Testo:

★ ★ ★ ★

Che brutta fine che ha fatto l’antimafia che prima era dappertutto, quando ci dicevano che la lotta alla criminalità valesse pure qualche film bruttino, qualche messa sciacquata e qualche eroe da bancarella ma si insisteva nel convincersi che l’importante era parlarne, che se ne parlasse, che fosse all’ordine del giorno. Finito il lato spettacolare dell’antimafia (a parte qualche film, sempre bruttino) la politica è riuscita comunque a scrollarsela di dosso come se fosse stata solo una moda passeggera, qualcosa che era importante attraversare per dire “io c’ero”. Anche i movimenti civici sembrano averla retrocessa tra le priorità di cui parlare solo “se c’è tempo”.

Mentre in Italia le associazioni e gli studiosi (tanti, bravi e competenti) insistono nello studiare, discutere e imparare le pratiche antimafiose, la politica italiana, tutta, ha dimenticato il fenomeno dando la preoccupante percezione di averlo perfettamente assorbito, esattamente come temevano e denunciavano molti di quelli che ci sono morti, per mano della mafia.

La Procura antimafia di Torino negli atti del processo contro 19 persone in Val d’Aosta (si è dimesso il presidente della regione, tanto per dare un’idea delle proporzioni dello scandalo) racconta come Antonio Raso (calabrese di origine ma valdostano per imprenditoria nel campo della ristorazione) abbia gettato già da tempo le basi per eleggere sindaci e senatori che fossero a disposizione della cosca per assunzioni, per la lubrificazione di pratiche amministrative e per altri favori.

★ ★ ★ ★

Dati mostrati:
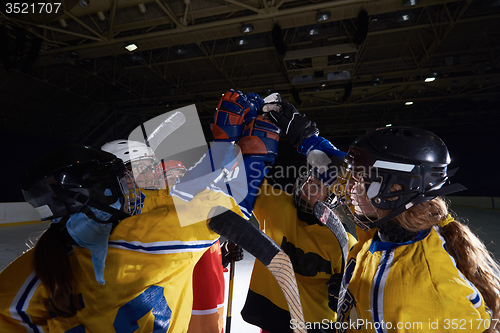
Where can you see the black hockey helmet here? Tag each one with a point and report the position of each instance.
(400, 167)
(72, 179)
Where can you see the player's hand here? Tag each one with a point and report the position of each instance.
(296, 127)
(334, 290)
(230, 251)
(256, 103)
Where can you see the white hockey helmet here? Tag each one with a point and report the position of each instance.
(141, 160)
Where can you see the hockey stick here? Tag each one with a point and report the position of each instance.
(230, 297)
(166, 128)
(328, 217)
(242, 232)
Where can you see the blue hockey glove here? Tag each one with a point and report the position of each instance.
(296, 127)
(259, 140)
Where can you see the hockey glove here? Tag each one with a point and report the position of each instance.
(334, 290)
(259, 140)
(230, 251)
(296, 127)
(232, 113)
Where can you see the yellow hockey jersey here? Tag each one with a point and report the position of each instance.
(409, 287)
(148, 274)
(315, 254)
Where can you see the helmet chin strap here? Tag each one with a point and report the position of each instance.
(89, 202)
(421, 198)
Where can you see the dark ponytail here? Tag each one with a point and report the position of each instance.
(52, 266)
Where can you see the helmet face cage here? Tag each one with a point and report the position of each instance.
(147, 173)
(389, 170)
(308, 189)
(55, 184)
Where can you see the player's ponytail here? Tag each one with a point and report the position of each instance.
(52, 267)
(476, 263)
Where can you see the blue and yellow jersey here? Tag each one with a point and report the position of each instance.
(409, 287)
(148, 274)
(315, 254)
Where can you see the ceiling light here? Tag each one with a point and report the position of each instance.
(323, 16)
(313, 31)
(408, 3)
(246, 28)
(131, 47)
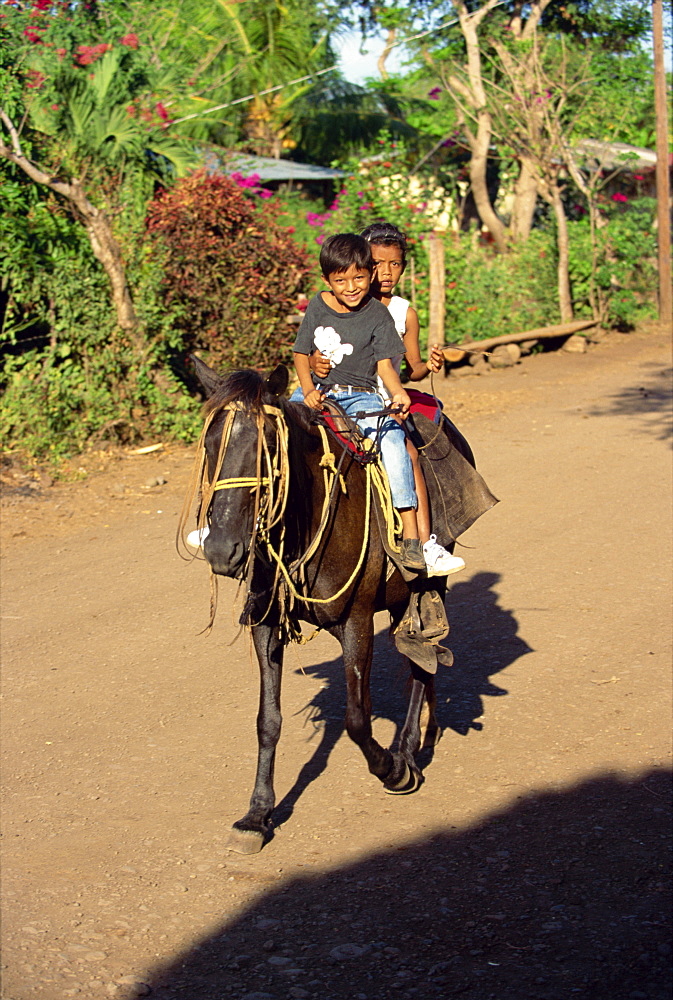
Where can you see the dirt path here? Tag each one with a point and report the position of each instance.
(531, 864)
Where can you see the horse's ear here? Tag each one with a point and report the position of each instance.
(208, 378)
(276, 382)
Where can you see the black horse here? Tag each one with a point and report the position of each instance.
(264, 480)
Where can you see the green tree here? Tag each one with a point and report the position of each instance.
(83, 120)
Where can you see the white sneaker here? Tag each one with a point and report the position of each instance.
(439, 560)
(198, 537)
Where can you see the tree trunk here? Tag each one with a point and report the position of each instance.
(565, 299)
(437, 289)
(107, 252)
(389, 46)
(478, 164)
(525, 199)
(97, 226)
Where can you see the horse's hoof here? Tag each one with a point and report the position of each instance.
(245, 841)
(410, 782)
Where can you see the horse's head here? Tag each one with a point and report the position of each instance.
(243, 463)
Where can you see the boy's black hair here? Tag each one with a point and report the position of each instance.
(341, 251)
(385, 234)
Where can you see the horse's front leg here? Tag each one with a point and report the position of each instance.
(357, 642)
(249, 833)
(420, 726)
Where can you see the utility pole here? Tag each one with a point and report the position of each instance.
(437, 289)
(663, 186)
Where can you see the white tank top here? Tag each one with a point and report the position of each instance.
(398, 310)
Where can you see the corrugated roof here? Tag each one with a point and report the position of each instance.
(616, 155)
(268, 169)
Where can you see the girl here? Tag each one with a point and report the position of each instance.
(388, 245)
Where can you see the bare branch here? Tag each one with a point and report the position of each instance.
(534, 19)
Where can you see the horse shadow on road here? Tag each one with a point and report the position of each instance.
(560, 893)
(649, 399)
(484, 640)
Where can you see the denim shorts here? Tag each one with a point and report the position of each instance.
(391, 439)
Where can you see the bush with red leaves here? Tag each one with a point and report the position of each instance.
(233, 273)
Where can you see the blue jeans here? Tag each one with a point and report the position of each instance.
(392, 441)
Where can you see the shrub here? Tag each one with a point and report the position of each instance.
(231, 272)
(490, 294)
(624, 262)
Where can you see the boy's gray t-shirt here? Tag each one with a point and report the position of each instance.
(370, 331)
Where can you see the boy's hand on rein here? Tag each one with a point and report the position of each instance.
(319, 364)
(401, 399)
(436, 359)
(314, 399)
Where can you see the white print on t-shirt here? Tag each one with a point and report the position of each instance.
(328, 342)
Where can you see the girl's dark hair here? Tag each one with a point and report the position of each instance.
(341, 251)
(385, 234)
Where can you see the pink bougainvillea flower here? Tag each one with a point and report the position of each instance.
(32, 33)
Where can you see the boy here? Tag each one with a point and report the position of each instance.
(358, 334)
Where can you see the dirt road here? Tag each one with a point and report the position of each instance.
(532, 862)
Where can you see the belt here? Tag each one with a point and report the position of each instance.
(349, 388)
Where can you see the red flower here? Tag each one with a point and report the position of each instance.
(86, 54)
(36, 79)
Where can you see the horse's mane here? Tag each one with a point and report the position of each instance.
(245, 386)
(250, 389)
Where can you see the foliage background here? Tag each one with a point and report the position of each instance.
(113, 92)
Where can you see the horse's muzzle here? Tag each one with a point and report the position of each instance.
(225, 555)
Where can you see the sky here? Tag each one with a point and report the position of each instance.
(355, 66)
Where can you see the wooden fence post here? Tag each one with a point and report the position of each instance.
(437, 289)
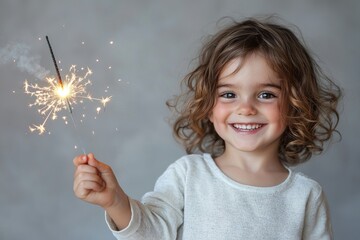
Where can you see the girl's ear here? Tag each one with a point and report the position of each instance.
(210, 117)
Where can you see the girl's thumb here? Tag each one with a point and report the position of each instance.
(101, 167)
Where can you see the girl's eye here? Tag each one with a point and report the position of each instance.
(266, 95)
(228, 95)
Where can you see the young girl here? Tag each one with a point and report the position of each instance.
(256, 104)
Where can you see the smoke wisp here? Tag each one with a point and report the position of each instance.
(20, 54)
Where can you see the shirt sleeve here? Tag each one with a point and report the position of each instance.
(317, 221)
(160, 213)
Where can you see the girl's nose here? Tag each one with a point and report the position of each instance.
(246, 108)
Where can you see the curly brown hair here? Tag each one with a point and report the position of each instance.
(310, 97)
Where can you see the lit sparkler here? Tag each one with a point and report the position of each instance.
(60, 95)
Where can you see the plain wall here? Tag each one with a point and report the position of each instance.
(153, 45)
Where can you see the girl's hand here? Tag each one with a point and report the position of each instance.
(95, 182)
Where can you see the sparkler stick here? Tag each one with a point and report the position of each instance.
(58, 72)
(55, 94)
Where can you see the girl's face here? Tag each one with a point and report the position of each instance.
(247, 113)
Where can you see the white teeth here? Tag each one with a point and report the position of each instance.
(247, 126)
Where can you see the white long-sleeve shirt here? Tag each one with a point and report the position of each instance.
(194, 199)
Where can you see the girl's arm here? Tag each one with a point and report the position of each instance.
(95, 182)
(317, 220)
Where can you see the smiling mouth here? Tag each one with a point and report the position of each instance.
(247, 127)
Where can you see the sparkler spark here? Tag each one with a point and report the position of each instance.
(56, 96)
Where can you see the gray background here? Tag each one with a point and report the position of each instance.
(154, 42)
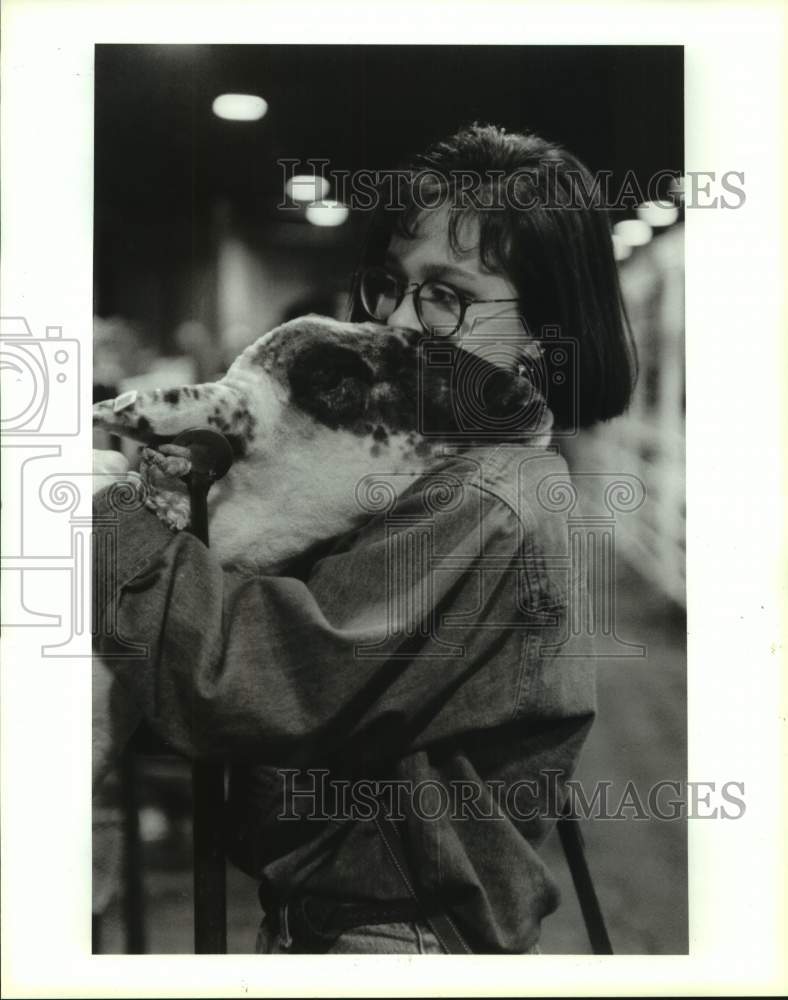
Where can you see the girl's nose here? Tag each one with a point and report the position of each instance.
(405, 315)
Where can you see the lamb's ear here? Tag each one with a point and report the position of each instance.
(332, 382)
(164, 413)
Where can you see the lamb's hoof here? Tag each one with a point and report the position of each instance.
(171, 462)
(172, 508)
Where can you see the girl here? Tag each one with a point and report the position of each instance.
(414, 735)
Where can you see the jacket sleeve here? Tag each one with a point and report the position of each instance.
(401, 637)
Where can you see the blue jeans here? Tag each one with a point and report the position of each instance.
(411, 938)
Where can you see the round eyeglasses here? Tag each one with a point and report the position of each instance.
(440, 308)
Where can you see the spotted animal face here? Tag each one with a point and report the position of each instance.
(312, 409)
(315, 374)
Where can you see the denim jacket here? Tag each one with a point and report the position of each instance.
(417, 655)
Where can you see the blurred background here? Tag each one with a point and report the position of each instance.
(200, 249)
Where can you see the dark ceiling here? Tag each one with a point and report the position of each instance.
(170, 176)
(159, 149)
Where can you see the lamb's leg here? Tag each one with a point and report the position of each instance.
(159, 469)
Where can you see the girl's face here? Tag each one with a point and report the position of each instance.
(493, 330)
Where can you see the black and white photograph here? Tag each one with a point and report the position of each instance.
(432, 296)
(383, 486)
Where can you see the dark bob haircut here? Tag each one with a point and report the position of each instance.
(540, 225)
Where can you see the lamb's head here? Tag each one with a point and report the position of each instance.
(314, 406)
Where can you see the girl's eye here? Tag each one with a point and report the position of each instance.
(441, 294)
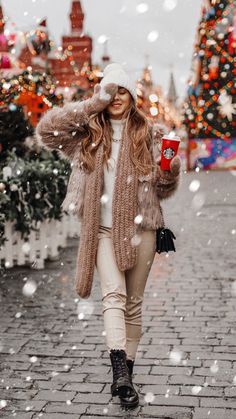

★ ★ ★ ★

Cosa fare: Ricopia parola per parola il brano del testo sull'antimafia da "Mentre in Italia" a "mano della mafia.".

Esercizio svolto:
Mentre in Italia le associazioni e gli studiosi (tanti, bravi e competenti) insistono nello studiare, discutere e imparare le pratiche antimafiose, la politica italiana, tutta, ha dimenticato il fenomeno dando la preoccupante percezione di averlo perfettamente assorbito, esattamente come temevano e denunciavano molti di quelli che ci sono morti, per mano della mafia.